• **DATA PROVIDED**
------------------------------------------------------------

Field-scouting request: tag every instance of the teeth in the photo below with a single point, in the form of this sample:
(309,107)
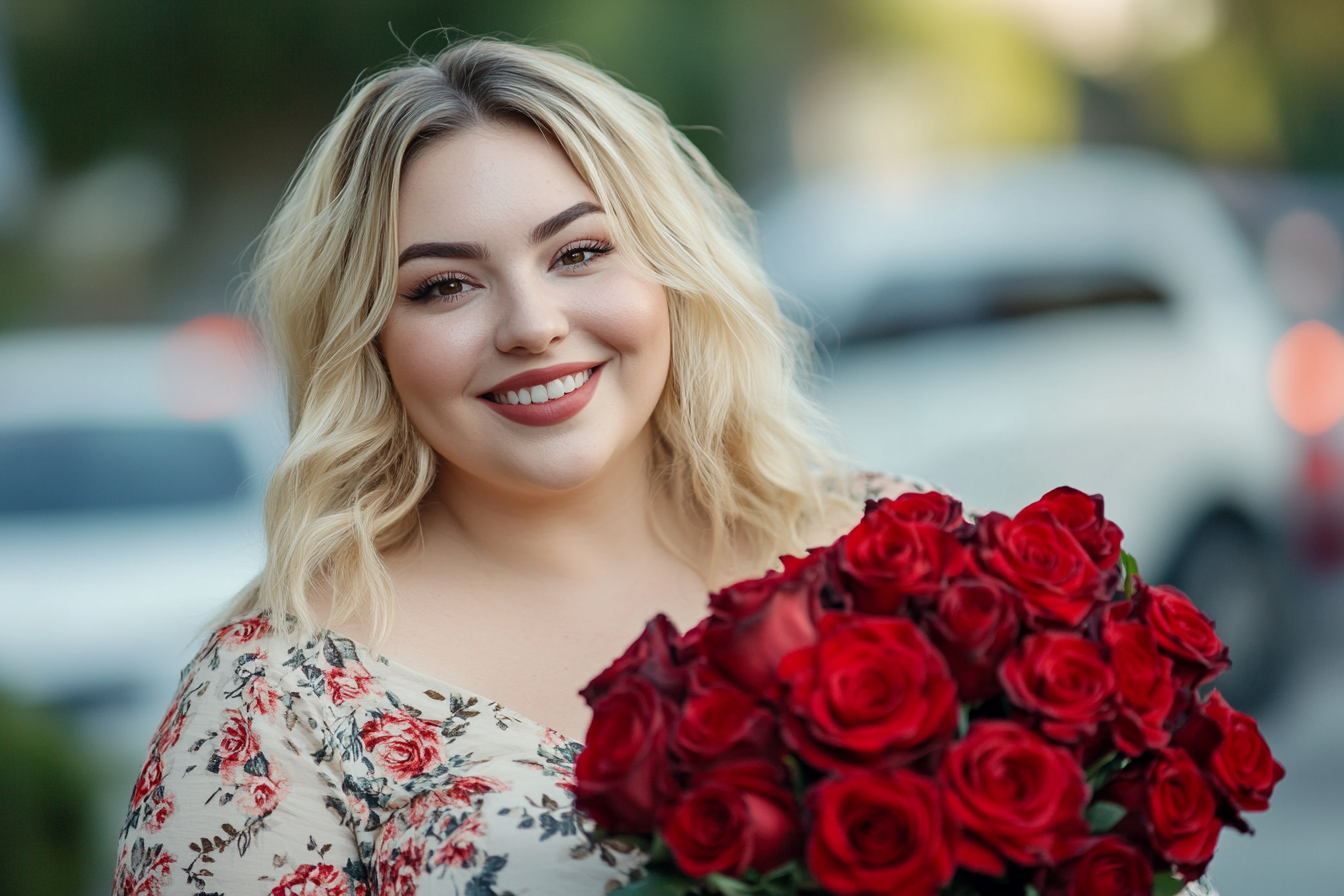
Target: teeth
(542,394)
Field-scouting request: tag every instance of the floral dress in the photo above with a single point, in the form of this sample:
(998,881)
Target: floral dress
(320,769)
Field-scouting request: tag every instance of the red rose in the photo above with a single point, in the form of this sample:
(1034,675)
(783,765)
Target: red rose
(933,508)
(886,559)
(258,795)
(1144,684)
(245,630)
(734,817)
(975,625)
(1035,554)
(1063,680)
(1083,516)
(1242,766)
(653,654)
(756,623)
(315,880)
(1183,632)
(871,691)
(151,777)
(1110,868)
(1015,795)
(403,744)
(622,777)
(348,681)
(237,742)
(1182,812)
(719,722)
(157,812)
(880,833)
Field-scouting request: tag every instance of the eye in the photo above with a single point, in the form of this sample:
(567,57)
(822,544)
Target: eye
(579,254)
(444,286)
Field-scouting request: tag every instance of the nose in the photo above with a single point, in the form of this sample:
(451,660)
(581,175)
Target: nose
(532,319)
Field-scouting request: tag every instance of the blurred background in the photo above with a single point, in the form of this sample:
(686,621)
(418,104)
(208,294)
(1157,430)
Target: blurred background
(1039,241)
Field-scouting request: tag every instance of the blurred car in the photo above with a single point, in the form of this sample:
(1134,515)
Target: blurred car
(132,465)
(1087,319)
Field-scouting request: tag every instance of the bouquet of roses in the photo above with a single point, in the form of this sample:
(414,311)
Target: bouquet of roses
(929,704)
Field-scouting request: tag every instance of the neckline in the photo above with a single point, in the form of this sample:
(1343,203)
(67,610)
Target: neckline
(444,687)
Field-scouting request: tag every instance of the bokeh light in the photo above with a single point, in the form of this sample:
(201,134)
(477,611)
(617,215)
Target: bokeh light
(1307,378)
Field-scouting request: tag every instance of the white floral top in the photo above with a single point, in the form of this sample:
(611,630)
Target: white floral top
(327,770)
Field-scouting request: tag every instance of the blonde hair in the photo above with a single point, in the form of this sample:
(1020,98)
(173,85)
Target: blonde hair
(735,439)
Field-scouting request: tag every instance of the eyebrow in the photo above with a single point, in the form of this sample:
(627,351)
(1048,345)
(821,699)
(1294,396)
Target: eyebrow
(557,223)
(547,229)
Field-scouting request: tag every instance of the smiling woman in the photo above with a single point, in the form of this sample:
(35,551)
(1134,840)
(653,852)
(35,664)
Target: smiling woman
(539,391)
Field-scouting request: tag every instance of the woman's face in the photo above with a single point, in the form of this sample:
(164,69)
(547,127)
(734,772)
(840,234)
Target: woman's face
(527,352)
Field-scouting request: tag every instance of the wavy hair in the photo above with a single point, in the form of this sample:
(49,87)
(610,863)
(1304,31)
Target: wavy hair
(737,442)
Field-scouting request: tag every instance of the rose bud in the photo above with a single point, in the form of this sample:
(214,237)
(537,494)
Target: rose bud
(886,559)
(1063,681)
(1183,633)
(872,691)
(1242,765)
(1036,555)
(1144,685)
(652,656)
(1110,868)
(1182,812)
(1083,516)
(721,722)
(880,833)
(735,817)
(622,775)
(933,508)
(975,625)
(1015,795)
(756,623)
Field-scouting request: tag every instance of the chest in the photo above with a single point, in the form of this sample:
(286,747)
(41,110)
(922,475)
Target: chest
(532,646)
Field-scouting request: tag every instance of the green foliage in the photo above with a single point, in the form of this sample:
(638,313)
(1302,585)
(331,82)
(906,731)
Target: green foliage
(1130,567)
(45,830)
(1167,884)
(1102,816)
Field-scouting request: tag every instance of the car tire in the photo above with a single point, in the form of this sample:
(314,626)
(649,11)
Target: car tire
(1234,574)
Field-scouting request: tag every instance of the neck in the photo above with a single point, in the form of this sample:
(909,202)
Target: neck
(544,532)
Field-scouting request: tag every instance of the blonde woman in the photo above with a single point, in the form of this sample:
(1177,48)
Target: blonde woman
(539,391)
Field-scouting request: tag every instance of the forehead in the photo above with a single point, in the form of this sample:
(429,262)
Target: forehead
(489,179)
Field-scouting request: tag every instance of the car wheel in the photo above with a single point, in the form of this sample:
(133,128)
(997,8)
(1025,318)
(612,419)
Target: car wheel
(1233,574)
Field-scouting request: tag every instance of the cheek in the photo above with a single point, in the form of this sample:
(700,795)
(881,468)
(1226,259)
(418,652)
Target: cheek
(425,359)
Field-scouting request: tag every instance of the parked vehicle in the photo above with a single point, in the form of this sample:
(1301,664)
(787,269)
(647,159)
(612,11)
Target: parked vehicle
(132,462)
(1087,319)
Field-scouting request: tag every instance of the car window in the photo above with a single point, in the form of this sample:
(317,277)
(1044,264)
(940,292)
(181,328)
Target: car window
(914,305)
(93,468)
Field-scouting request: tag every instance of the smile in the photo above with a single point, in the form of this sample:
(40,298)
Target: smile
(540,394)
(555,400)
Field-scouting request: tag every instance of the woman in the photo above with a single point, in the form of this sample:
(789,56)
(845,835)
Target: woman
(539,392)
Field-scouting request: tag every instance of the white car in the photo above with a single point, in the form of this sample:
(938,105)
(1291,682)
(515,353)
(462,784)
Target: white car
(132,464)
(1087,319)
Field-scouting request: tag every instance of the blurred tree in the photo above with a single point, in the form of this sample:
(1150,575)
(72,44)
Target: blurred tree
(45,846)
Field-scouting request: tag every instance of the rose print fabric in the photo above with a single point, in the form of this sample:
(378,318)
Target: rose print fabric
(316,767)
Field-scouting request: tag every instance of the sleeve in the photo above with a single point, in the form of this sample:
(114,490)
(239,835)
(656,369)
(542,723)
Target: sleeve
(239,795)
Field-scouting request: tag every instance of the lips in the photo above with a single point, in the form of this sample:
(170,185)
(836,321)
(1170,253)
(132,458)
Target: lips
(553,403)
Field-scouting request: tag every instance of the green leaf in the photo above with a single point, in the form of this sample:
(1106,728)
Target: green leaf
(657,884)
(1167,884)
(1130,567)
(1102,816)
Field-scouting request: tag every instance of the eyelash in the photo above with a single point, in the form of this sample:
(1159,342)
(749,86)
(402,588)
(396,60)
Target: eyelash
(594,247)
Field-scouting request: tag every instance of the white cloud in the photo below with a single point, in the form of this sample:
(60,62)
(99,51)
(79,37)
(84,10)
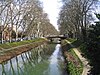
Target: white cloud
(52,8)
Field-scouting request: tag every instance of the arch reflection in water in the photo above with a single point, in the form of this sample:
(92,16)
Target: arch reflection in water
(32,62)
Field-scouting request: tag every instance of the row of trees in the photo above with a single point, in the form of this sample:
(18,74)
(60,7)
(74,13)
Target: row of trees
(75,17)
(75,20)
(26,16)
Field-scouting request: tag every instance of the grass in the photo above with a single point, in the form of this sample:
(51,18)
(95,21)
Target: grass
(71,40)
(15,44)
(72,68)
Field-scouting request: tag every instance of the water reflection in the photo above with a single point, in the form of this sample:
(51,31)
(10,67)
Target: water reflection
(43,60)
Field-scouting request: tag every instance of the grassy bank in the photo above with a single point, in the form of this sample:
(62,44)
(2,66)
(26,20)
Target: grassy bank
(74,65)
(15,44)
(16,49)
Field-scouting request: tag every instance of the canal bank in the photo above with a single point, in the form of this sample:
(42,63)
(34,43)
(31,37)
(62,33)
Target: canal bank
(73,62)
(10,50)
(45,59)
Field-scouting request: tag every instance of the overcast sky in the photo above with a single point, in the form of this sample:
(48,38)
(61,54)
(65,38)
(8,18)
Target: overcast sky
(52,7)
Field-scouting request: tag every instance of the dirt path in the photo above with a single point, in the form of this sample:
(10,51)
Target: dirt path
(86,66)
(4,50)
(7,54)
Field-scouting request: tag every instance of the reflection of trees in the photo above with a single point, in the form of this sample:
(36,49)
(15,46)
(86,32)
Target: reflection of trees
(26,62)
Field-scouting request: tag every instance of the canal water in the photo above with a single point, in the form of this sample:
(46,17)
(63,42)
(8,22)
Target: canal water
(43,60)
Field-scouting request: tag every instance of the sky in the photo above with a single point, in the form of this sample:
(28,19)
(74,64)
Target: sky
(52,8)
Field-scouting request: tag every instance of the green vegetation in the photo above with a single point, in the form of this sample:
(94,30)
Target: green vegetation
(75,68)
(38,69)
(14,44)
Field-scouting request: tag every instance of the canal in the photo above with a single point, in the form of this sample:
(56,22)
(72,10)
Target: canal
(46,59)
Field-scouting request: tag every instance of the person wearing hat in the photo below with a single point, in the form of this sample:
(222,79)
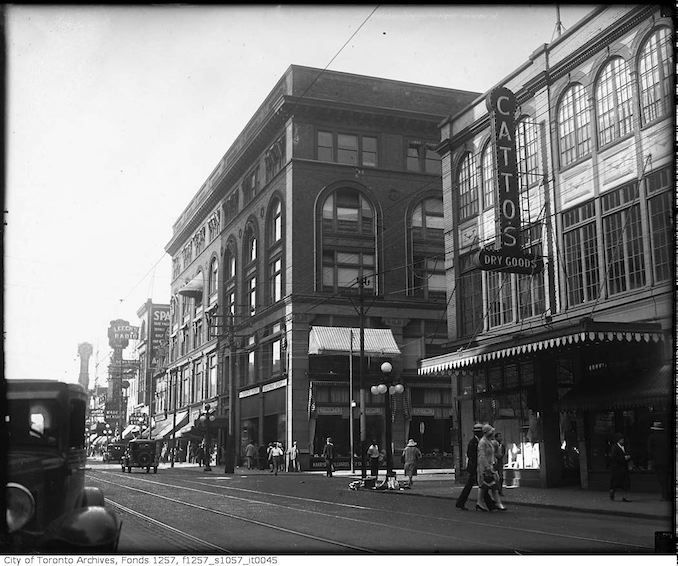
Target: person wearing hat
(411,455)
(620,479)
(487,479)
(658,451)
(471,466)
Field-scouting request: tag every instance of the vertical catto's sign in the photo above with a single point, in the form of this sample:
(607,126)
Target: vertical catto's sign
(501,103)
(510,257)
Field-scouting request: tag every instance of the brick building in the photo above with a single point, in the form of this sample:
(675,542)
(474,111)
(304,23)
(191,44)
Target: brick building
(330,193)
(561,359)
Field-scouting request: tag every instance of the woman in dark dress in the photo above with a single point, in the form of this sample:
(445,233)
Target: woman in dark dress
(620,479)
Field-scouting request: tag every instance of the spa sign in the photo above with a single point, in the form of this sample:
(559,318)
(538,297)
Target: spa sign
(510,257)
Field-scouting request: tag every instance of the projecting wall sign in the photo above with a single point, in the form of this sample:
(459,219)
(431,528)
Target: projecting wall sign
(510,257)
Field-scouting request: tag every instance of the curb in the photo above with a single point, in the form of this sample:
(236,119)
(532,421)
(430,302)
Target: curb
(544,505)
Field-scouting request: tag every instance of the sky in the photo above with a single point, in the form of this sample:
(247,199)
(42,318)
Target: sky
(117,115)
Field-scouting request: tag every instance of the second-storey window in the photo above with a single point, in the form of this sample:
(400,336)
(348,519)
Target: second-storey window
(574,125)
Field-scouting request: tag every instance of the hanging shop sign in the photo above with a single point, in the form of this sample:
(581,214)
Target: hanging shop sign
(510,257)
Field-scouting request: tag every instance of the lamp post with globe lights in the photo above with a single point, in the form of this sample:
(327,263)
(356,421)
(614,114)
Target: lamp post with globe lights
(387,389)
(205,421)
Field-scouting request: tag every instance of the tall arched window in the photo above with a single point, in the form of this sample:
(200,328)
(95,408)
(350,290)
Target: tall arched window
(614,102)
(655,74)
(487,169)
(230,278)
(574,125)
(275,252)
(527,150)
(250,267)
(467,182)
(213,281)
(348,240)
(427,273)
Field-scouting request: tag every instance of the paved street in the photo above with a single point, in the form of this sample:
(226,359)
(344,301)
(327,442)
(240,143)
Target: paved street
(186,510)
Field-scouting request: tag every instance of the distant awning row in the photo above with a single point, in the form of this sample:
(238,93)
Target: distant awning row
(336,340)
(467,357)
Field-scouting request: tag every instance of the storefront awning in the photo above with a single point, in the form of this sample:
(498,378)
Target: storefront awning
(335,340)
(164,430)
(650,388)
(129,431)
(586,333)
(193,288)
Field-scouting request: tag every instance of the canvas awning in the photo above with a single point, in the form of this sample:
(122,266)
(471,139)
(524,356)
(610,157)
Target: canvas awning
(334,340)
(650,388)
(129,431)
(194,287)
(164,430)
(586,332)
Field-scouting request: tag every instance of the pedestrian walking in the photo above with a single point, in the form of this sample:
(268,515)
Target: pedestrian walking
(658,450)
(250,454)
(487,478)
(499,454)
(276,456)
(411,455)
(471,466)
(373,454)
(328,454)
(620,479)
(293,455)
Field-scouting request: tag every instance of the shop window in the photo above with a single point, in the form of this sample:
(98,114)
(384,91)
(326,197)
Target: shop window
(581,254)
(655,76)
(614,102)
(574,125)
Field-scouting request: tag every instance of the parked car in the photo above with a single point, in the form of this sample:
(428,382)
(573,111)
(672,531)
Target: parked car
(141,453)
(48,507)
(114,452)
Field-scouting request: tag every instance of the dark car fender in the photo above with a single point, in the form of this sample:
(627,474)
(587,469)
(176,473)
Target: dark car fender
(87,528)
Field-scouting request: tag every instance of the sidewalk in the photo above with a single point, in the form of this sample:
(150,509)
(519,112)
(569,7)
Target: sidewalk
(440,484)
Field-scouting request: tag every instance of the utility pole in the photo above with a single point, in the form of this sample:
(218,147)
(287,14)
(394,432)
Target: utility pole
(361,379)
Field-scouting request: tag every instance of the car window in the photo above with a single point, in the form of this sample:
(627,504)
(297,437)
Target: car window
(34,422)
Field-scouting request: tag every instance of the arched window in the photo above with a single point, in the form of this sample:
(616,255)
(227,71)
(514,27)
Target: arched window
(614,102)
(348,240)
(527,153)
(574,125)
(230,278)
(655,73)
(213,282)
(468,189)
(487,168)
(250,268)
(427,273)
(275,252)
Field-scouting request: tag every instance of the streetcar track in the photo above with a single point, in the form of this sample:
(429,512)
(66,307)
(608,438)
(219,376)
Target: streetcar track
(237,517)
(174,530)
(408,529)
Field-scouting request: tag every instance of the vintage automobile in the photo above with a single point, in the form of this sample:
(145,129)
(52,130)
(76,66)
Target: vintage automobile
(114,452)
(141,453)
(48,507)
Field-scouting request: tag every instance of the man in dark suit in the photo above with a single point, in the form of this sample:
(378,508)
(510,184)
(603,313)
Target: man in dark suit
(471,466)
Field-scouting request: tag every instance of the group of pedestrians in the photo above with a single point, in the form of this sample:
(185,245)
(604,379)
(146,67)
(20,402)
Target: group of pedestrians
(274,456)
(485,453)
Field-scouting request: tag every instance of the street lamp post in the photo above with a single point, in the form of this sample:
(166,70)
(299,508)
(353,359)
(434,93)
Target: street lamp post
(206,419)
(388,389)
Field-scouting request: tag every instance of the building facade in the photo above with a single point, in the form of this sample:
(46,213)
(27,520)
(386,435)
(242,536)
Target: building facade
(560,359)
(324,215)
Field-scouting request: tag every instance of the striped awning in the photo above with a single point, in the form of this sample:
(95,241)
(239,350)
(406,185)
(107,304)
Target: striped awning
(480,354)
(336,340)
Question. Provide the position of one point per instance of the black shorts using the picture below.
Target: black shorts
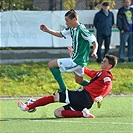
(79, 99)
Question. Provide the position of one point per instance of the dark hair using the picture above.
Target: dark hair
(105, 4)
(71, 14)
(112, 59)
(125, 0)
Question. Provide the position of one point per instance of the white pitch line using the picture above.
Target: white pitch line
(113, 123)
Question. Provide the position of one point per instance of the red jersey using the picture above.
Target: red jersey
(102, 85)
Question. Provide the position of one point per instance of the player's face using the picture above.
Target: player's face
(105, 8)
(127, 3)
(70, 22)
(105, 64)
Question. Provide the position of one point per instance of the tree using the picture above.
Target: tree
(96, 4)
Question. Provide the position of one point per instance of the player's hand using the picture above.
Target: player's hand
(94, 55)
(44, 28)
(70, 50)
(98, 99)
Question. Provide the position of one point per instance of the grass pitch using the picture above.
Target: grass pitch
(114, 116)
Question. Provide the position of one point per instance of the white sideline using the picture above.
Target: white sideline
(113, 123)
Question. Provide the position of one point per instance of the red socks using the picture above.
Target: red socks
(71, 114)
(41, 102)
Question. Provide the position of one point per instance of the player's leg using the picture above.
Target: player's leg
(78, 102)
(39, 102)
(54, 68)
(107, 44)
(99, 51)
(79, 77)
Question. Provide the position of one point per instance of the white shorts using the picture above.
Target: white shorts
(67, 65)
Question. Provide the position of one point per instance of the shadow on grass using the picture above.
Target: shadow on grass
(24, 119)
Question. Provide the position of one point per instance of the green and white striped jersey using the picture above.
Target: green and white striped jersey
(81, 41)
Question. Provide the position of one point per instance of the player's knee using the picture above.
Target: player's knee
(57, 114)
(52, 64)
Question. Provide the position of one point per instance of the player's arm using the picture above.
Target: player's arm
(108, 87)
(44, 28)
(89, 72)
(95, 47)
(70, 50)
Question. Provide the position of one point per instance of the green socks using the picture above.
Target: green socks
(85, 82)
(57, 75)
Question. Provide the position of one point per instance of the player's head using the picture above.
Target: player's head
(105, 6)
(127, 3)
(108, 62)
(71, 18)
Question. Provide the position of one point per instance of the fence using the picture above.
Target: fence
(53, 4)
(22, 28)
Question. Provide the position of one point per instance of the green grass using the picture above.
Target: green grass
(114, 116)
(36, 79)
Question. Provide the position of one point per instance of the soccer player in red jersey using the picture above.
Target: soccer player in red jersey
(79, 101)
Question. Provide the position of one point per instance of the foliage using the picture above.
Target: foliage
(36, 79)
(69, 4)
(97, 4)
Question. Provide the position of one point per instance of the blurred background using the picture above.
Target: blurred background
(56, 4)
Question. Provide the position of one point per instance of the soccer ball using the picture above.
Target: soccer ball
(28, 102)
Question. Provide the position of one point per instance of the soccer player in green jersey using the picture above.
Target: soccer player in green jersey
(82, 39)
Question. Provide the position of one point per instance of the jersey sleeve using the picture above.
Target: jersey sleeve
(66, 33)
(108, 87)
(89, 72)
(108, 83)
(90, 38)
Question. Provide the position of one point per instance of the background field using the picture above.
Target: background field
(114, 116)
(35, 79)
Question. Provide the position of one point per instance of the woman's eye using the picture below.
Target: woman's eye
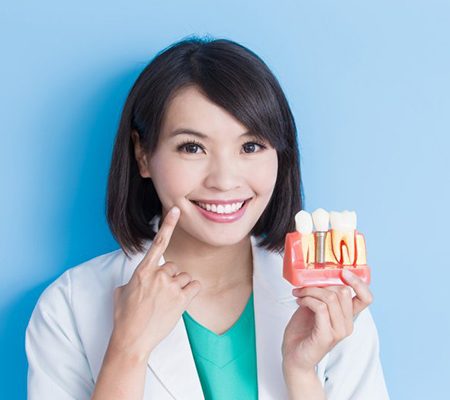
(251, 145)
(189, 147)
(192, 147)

------------------------------------------------------------

Look through the material above. Copy each line where the word "below" appears.

• **ANSWER TO THE EXERCISE**
Field-scouting request: tag every instance of the teeth in the photo below with a single point, in the form of this sample:
Field-scouting request: tag every instance of the white cloud in the photo below with a single point, in the form of this sample:
Field-scouting request: tag every instance of the person wearing hat in the photo below with a single point, in the form of this sample:
Question. Provide the position of one point per instance of the black shorts using the picture below.
Question. Provide the position of one point per instance of the woman's eye using the picture below.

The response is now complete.